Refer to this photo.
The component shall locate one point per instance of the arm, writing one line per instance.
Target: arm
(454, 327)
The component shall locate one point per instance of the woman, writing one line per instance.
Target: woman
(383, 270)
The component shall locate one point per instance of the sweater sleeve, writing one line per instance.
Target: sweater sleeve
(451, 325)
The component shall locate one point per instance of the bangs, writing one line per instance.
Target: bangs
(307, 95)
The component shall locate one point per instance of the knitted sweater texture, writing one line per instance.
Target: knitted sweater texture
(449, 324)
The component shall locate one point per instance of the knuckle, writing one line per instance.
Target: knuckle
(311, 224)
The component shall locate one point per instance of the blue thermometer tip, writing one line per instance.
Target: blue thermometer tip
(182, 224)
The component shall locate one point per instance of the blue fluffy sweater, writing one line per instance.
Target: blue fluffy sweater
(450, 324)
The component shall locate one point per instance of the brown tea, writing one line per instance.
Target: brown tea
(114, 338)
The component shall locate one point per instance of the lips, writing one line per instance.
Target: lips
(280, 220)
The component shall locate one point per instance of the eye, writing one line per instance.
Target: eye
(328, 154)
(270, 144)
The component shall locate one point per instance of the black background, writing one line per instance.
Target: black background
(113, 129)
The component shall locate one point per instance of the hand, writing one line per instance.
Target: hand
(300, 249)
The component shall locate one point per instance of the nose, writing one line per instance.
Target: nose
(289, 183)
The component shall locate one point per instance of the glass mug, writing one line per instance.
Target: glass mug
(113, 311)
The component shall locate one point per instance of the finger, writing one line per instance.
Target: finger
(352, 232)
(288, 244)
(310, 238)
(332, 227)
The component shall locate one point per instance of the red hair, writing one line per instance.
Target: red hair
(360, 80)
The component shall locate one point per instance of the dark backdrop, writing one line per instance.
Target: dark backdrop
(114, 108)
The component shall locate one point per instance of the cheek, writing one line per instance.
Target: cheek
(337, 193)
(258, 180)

Problem to work on:
One line contains "lips, writing one line per instance.". Return that line and every later line through the end of the listing above, exactly, and nothing else.

Answer section:
The component shall locate one point per instance of the lips, writing one line per instance.
Target: lips
(280, 220)
The component shall locate one point per instance of the eye, writing one line per instance.
Target: eye
(328, 154)
(270, 144)
The component shall locate one point per instance of the black background, writing one line per instance.
Target: black background
(113, 129)
The component shall locate one point per instance of the hand, writing one line per instance.
Target: hand
(300, 249)
The component shall locate one point per instance of the nose, writing one line per instance.
Target: nose
(289, 183)
The component shall locate one point per instance of the glass mug, writing one line per instance.
Target: glass mug
(113, 311)
The component shall locate one point per instance of the finger, writing one line per instance.
Target: finger
(352, 232)
(288, 244)
(310, 238)
(332, 227)
The component shall locate one point per instance of the red hair, writing one line per instance.
Target: red hair
(360, 80)
The component shall locate one point per instance of the dark backdrop, writing one line per instance.
Target: dark backdrop
(114, 108)
The component shall locate one point per instance of the cheek, writing one line per instance.
Target: cheek
(337, 193)
(258, 180)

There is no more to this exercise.